▶ **Directive**: Starting at the line that contains "Where can the misty", reproduce every line through the end of the entries below, with no pictures in the copy.

(Stored entries)
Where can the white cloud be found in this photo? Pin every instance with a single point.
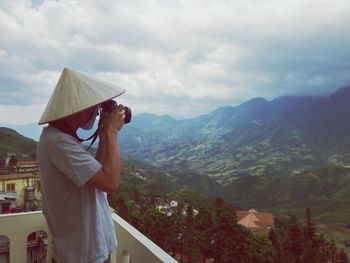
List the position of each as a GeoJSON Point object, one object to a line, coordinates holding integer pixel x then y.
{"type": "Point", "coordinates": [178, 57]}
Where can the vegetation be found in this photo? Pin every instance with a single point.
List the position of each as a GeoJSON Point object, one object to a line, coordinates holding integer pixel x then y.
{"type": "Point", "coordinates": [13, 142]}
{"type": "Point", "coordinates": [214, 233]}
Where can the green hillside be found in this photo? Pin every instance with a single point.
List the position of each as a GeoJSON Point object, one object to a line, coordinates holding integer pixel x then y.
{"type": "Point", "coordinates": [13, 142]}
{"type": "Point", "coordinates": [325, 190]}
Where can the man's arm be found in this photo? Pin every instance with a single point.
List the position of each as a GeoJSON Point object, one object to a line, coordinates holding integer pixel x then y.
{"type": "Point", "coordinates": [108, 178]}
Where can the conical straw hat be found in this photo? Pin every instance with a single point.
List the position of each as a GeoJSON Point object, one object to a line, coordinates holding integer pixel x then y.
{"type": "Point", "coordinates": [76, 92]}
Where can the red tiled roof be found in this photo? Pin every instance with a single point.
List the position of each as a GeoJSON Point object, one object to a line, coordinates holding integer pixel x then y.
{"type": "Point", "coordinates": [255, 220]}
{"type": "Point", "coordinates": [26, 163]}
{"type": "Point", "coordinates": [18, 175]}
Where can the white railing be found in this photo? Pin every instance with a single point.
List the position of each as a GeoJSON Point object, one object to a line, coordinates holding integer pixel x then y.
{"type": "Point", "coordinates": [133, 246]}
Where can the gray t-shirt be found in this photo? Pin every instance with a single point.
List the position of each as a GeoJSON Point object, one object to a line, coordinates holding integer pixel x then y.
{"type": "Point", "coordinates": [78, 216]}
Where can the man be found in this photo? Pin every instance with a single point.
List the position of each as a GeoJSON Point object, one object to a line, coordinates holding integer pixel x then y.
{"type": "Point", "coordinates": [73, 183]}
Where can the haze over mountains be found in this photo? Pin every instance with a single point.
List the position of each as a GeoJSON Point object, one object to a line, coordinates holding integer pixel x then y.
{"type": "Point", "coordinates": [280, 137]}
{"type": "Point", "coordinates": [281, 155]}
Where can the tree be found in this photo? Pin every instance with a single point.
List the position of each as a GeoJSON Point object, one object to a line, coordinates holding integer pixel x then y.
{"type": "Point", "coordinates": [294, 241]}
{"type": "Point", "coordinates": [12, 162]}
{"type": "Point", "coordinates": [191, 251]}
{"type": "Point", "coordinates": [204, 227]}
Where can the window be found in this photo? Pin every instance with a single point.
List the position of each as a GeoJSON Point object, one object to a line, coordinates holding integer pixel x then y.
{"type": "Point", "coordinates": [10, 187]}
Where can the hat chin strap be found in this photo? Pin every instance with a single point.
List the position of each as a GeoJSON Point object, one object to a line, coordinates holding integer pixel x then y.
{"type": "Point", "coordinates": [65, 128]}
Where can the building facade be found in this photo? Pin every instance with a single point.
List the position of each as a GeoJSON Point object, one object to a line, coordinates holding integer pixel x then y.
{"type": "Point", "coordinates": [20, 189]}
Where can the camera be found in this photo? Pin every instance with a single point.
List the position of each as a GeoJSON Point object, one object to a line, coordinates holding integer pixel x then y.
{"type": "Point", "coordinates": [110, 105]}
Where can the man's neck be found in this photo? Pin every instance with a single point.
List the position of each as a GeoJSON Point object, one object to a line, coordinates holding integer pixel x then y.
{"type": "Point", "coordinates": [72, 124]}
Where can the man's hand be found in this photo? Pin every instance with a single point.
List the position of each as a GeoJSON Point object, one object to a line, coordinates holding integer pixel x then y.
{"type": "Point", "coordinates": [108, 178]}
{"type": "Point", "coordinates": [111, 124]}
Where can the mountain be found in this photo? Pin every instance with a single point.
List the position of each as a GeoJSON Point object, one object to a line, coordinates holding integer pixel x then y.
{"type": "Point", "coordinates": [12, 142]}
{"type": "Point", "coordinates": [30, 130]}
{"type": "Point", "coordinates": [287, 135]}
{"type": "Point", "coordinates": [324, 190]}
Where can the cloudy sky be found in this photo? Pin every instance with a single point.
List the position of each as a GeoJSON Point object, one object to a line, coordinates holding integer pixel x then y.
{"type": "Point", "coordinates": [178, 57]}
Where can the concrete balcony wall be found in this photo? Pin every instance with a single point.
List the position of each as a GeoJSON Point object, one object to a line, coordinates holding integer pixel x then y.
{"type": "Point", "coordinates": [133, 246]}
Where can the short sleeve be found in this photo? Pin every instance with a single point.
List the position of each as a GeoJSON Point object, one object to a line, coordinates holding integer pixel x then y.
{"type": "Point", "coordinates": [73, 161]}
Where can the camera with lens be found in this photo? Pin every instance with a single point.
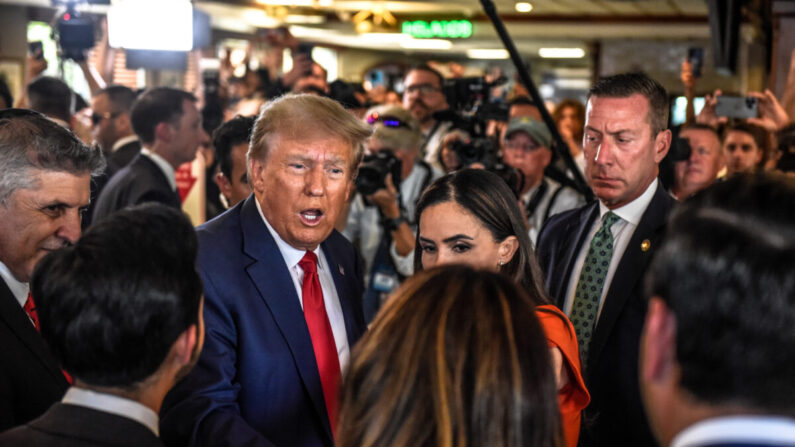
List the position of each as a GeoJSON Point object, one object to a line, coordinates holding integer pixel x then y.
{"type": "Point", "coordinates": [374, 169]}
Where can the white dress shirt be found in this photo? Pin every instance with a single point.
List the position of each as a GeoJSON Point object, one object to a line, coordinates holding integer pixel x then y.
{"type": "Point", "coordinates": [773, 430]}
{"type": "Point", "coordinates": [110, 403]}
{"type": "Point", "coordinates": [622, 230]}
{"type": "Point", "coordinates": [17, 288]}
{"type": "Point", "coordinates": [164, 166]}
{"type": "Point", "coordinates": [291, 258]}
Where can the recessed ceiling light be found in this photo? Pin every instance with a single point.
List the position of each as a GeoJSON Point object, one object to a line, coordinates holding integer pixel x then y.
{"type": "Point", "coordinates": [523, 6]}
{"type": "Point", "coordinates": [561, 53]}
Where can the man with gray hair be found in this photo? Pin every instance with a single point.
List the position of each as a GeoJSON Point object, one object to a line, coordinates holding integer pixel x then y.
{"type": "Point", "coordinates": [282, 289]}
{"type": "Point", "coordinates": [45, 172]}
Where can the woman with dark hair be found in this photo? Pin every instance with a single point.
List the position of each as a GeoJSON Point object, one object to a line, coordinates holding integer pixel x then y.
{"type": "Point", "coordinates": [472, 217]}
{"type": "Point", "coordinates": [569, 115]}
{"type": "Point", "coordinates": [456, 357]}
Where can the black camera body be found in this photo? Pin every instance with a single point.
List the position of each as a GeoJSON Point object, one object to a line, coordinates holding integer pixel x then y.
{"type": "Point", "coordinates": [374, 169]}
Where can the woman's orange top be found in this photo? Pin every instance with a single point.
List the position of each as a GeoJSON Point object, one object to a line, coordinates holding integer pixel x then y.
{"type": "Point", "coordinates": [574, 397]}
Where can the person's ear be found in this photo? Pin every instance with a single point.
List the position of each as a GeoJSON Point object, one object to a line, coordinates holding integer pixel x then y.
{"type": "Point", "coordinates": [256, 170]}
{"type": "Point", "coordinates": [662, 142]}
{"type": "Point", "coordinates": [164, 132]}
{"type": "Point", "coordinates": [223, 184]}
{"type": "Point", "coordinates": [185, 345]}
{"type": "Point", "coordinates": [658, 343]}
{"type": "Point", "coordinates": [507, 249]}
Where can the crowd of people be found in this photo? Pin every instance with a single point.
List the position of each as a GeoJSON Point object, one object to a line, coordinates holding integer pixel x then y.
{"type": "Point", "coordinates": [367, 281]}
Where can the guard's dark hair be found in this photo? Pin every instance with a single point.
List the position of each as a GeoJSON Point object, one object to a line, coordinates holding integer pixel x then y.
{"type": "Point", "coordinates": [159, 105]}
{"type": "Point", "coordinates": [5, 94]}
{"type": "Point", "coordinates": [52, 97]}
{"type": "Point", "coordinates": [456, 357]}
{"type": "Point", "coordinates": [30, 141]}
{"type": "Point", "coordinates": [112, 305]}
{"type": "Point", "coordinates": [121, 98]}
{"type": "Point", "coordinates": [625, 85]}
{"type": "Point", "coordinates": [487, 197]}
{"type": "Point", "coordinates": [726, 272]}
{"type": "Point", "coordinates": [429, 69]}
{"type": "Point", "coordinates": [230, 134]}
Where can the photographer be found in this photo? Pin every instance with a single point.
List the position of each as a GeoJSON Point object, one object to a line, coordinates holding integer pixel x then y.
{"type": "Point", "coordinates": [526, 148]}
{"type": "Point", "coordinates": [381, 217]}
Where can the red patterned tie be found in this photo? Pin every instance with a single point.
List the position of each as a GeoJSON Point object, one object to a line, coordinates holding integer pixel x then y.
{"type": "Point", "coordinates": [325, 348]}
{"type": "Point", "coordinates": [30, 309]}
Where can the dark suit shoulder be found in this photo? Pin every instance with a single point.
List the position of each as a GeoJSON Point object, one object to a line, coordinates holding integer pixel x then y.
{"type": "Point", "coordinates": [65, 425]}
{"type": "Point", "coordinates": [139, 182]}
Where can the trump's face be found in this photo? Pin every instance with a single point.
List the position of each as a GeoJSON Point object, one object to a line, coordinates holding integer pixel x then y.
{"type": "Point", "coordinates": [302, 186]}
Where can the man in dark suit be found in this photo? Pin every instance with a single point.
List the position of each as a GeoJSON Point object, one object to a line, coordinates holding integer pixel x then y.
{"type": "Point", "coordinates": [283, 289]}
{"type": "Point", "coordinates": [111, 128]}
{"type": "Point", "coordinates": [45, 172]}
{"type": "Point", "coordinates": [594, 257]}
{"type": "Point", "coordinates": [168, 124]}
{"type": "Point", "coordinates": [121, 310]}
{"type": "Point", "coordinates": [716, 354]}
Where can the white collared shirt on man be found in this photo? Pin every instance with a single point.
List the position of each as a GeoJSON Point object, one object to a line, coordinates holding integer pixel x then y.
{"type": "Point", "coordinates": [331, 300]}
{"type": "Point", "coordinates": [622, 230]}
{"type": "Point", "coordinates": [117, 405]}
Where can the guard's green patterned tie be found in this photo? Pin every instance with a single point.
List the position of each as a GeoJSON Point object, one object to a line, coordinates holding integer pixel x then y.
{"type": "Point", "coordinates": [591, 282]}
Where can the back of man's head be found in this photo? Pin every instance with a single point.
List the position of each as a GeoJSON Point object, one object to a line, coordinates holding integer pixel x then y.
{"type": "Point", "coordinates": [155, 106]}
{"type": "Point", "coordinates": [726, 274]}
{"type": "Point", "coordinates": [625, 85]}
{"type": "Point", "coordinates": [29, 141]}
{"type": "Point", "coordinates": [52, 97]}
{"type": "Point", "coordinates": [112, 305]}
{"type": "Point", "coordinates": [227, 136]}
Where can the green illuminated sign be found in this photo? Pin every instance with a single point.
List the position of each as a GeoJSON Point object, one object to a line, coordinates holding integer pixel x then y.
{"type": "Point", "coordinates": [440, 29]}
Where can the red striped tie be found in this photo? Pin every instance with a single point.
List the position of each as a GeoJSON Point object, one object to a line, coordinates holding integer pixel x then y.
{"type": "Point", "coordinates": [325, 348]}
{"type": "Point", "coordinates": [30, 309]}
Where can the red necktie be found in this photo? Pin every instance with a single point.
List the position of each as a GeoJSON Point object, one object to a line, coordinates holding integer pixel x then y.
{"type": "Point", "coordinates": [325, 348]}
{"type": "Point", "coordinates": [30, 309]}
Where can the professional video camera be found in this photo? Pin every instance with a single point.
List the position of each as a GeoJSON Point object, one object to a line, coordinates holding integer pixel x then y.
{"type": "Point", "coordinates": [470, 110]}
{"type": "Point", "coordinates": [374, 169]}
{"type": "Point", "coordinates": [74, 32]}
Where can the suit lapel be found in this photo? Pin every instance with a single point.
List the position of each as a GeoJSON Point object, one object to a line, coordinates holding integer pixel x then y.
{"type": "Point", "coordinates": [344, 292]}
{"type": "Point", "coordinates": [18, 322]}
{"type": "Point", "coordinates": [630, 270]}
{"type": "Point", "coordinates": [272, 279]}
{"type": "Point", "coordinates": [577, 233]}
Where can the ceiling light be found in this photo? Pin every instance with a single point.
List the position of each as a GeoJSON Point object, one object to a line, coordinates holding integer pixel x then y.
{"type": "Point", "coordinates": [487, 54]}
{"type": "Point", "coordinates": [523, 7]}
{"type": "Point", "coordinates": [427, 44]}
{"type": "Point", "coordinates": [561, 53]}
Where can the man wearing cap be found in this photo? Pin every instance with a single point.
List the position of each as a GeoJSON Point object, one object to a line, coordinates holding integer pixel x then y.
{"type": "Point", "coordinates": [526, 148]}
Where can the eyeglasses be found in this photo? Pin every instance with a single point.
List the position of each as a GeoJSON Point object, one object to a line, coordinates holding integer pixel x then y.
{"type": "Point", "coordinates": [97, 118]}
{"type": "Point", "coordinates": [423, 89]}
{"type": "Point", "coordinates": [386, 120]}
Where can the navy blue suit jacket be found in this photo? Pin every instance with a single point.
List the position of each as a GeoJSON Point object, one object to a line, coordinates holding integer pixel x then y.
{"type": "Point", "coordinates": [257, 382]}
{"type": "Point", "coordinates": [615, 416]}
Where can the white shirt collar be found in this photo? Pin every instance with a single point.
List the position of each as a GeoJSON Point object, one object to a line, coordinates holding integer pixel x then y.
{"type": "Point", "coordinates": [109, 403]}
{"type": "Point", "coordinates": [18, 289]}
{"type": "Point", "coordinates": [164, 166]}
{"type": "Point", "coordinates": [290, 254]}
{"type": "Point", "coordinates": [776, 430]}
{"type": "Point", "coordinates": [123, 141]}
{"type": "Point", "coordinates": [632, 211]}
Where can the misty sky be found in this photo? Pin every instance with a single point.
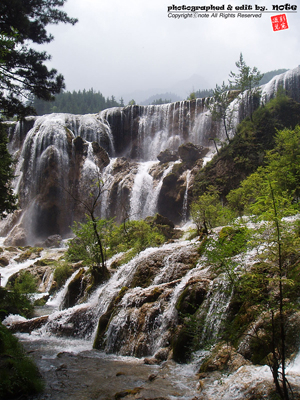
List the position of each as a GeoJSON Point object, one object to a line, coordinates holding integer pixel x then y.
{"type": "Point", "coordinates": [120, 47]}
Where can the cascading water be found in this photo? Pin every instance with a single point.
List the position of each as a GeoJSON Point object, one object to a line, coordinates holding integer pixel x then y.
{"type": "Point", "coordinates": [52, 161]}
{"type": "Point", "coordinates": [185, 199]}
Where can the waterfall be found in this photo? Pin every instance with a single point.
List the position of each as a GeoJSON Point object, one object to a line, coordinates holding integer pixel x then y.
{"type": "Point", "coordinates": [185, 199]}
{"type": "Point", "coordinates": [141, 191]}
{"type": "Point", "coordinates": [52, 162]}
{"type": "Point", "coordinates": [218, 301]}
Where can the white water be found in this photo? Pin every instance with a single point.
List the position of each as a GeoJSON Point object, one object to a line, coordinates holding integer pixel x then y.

▶ **Final result**:
Where can the misty sky be found in this photo? Pin every instance with a single point.
List the position of each as a GeoJSON Point object, one object to a line, coordinates holding integer pixel x then y.
{"type": "Point", "coordinates": [120, 47]}
Where can the cascading water be found in this photo? Pin every instance with a single point.
List the position of each as a GeoJSON Point object, one object to a line, coordinates holding integer pixel x then y.
{"type": "Point", "coordinates": [52, 161]}
{"type": "Point", "coordinates": [185, 199]}
Where can the waterfall be found in this photo? Pin every instance with a single point.
List the position of each as a GeoJSON Point object, one object to a line, coordinates holding integer pixel x then y.
{"type": "Point", "coordinates": [185, 199]}
{"type": "Point", "coordinates": [141, 191]}
{"type": "Point", "coordinates": [52, 162]}
{"type": "Point", "coordinates": [218, 301]}
Where can the white water be found in this photo? Pin every instance with a single point.
List the position of each as a GeoJSON Point object, one object to a line, coordinates holding integer pixel x then y.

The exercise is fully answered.